_Exercise instructions_
Pull every line that includes the word "Trace" out of the data below and copy it.

(Segmentation mask data)
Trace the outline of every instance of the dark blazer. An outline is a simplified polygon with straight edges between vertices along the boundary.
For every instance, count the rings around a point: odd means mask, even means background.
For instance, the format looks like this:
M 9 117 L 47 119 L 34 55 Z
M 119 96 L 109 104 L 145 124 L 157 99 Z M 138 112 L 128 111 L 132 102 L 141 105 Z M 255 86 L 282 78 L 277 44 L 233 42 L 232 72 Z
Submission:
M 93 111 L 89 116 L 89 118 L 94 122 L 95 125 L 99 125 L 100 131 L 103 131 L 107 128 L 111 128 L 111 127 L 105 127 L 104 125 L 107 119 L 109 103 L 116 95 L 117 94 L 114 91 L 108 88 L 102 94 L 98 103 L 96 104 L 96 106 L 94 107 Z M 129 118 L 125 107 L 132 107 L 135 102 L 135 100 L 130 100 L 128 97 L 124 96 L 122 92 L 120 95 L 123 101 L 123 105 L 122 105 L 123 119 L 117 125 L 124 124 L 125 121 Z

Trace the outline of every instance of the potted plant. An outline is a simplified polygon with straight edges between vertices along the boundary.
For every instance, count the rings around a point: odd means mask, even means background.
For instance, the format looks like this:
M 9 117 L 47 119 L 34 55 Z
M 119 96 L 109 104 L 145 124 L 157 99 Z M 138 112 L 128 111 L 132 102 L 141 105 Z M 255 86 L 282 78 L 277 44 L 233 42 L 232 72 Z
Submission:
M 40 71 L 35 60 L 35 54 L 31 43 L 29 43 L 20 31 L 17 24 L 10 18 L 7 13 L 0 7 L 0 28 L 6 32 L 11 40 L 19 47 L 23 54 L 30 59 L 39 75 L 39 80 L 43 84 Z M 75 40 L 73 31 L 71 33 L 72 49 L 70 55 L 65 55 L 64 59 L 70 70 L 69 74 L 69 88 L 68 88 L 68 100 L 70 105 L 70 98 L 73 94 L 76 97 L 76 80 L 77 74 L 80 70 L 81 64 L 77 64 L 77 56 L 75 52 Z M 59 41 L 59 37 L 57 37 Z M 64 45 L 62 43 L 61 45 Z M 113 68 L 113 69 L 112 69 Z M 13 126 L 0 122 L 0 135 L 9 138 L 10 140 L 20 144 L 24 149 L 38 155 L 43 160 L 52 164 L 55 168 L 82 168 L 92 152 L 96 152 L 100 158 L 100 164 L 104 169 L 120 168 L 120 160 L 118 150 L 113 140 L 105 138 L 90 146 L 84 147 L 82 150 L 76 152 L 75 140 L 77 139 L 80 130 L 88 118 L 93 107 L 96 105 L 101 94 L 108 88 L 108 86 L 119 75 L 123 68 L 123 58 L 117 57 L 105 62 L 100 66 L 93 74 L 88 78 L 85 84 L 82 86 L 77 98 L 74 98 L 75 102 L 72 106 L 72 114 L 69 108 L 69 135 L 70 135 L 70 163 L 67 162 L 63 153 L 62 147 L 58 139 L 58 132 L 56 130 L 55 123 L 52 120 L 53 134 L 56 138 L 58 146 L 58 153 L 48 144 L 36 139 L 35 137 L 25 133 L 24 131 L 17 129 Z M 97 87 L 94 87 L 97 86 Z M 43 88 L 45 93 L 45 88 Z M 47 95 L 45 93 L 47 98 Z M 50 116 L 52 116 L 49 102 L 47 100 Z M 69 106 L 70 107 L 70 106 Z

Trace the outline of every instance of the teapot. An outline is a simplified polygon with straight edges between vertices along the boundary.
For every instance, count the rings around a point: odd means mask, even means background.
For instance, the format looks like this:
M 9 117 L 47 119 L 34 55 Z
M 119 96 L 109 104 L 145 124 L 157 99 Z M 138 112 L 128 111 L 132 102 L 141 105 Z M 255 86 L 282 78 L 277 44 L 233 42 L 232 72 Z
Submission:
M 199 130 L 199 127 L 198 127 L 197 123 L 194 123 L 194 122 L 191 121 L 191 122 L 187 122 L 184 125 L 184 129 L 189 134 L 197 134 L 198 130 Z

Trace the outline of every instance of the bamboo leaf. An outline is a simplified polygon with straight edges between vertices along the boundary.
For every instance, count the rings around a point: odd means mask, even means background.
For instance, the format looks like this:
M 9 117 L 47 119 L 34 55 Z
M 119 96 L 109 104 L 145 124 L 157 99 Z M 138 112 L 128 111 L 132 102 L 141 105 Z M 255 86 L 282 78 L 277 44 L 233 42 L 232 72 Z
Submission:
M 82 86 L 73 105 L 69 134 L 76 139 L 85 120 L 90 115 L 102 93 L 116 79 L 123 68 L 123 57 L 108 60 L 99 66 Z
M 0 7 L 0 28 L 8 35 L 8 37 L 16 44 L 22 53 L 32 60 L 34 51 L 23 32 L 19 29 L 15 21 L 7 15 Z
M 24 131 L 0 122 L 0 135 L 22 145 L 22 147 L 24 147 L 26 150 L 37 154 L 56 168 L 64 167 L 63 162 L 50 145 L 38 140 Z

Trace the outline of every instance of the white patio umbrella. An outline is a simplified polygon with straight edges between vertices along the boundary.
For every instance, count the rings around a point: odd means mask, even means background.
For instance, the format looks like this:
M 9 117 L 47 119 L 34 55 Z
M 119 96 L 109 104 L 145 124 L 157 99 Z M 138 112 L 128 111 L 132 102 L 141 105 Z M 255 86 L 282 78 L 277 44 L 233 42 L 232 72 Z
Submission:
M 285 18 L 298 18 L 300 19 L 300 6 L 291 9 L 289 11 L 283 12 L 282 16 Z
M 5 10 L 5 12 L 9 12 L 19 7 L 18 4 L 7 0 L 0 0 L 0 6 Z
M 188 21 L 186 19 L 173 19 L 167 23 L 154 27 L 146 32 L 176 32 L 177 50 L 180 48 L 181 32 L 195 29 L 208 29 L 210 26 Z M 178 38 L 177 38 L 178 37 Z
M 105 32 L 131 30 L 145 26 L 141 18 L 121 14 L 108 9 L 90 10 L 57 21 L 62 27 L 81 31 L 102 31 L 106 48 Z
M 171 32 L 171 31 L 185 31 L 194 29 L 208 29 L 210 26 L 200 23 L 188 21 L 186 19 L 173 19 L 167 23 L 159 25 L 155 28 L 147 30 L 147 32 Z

_Answer for this exercise_
Trace the outline of every instance of the dark blazer. An outline is a simplified polygon with straight edges between vertices along the boundary.
Trace the outline of every instance of the potted plant. An outline is a simplified polygon with straight edges between vertices along the boundary.
Trace the outline of every instance of the teapot. An outline is a simplified polygon with straight edges between vertices along the boundary.
Trace the outline of every instance of the bamboo leaf. An outline is a simplified polygon with straight edges between vertices along the boundary.
Trace the outline of every instance of the white patio umbrella. An outline is a simplified polygon with straight edges between vertices along the boundary.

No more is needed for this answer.